::: EXERCISE PASSAGE
Concerns about the environmental impacts of Large Language Models (LLMs) are growing. Although detailed information about the actual costs of LLMs can be difficult to find, let’s attempt to gather some facts to understand the scale.
Since comprehensive data on ChatGPT-4 is not readily available, we can consider Llama 3.1 405B as an example. This open-source model from Meta is arguably the most “transparent” LLM to date. Based on various benchmarks, Llama 3.1 405B is comparable to ChatGPT-4, providing a reasonable basis for understanding LLMs within this range.
Inference
The hardware requirements to run the 32-bit version of this model range from 1,620 to 1,944 GB of GPU memory, depending on the source (substratus, HuggingFace). For a conservative estimate, let’s use the lower figure of 1,620 GB. To put this into perspective — acknowledging that this is a simplified analogy — 1,620 GB of GPU memory is roughly equivalent to the combined memory of 100 standard MacBook Pros (16GB each). So, when you ask one of these LLMs for a tiramisu recipe in Shakespearean style, it takes the power of 100 MacBook Pros to give you an answer.
Training
I’m attempting to translate these figures into something more tangible… though this doesn’t include the training costs, which are estimated to involve around 16,000 GPUs at an approximate cost of $60 million USD (excluding hardware costs) — a significant investment from Meta — in a process that took around 80 days. In terms of electricity consumption, training required 11 GWh.
The annual electricity consumption per person in a country like France is approximately 2,300 kWh. Thus, 11 GWh corresponds to the yearly electricity usage of about 4,782 people. This consumption resulted in the release of approximately 5,000 tons of CO₂-equivalent greenhouse gases (based on the European average), , although this figure can easily double depending on the country where the model was trained.
For comparison, burning 1 liter of diesel produces 2.54 kg of CO₂. Therefore, training Llama 3.1 405B — in a country like France — is roughly equivalent to the emissions from burning around 2 million liters of diesel. This translates to approximately 28 million kilometers of car travel. I think that provides enough perspective… and I haven’t even mentioned the water required to cool the GPUs!
::::::
::: DATA SECTION
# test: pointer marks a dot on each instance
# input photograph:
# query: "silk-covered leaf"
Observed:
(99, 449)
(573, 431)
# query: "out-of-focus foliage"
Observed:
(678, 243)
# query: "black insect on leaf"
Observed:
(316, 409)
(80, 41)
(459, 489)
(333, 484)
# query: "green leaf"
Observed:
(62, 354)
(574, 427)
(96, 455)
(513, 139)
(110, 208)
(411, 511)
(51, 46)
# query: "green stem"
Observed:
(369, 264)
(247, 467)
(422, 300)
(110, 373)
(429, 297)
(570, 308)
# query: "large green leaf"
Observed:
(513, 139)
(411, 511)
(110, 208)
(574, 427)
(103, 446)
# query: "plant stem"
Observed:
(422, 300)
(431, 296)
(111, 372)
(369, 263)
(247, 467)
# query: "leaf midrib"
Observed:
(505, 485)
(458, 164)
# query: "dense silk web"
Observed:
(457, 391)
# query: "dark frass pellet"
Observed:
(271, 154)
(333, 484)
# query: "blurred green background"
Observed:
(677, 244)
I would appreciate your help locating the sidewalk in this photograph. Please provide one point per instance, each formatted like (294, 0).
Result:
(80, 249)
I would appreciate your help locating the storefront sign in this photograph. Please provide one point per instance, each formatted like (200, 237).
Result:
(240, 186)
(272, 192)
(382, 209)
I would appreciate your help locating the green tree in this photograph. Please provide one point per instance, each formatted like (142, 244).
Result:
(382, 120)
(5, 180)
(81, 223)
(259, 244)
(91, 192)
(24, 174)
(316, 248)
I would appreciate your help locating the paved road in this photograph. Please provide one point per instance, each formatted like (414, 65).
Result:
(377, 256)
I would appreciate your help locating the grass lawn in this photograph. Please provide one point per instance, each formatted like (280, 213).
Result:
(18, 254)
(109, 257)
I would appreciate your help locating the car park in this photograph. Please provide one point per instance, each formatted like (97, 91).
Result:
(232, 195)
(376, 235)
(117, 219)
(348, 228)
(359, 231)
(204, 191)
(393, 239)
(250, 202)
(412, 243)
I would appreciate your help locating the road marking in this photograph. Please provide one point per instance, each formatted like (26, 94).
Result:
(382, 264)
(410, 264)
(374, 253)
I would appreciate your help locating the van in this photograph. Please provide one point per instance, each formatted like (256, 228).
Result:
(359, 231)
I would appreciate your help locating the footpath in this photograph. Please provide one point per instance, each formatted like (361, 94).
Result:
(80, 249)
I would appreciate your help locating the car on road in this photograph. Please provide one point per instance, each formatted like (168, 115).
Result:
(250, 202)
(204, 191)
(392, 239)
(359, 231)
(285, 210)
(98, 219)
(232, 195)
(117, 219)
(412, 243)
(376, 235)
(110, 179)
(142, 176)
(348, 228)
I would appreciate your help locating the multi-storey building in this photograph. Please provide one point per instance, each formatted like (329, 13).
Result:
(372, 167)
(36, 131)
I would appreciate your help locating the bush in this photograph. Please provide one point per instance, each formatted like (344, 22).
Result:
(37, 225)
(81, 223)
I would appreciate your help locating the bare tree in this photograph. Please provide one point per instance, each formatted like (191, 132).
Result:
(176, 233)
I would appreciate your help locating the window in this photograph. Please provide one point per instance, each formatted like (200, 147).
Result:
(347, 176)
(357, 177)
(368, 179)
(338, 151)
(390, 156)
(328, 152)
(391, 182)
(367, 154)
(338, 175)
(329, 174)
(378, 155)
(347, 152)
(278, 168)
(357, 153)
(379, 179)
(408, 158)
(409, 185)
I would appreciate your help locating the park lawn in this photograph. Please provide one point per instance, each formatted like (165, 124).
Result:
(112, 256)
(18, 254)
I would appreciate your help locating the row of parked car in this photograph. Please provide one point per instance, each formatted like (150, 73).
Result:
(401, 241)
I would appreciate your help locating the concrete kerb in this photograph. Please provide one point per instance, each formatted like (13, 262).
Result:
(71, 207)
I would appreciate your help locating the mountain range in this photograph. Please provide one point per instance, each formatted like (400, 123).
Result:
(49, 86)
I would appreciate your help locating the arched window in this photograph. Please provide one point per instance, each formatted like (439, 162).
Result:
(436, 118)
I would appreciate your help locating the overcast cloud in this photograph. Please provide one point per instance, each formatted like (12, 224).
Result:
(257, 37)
::::::
▶ [EXPLORE THE MATERIAL]:
[1] According to the passage on the environmental costs of large language models, how long did the training of Llama 3.1 405B take?
[2] Carry on the passage about the environmental costs of large language models, starting after its final sentence.

▶ [RESPONSES TO THE TASKS]:
[1] Around 80 days.

[2]
Sustainability
Clearly, AI is still in its infancy, and we can anticipate more optimal and sustainable solutions to emerge over time. However, in this intense race, OpenAI’s financial landscape highlights a significant disparity between its revenues and operational expenses, particularly in relation to inference costs. In 2024, the company is projected to spend approximately $4 billion on processing power provided by Microsoft for inference workloads, while its annual revenue is estimated to range between $3.5 billion and $4.5 billion. This means that inference costs alone nearly match — or even exceed — OpenAI’s total revenue (deeplearning.ai).
All of this is happening in a context where experts are announcing a performance plateau for AI models (scaling paradigm). Increasing model size and GPUs are yielding significantly diminished returns compared to previous leaps, such as the advancements GPT-4 achieved over GPT-3. “The pursuit of AGI has always been unrealistic, and the ‘bigger is better’ approach to AI was bound to hit a limit eventually — and I think this is what we’re seeing here” said Sasha Luccioni, researcher and AI lead at startup Hugging Face.
And now?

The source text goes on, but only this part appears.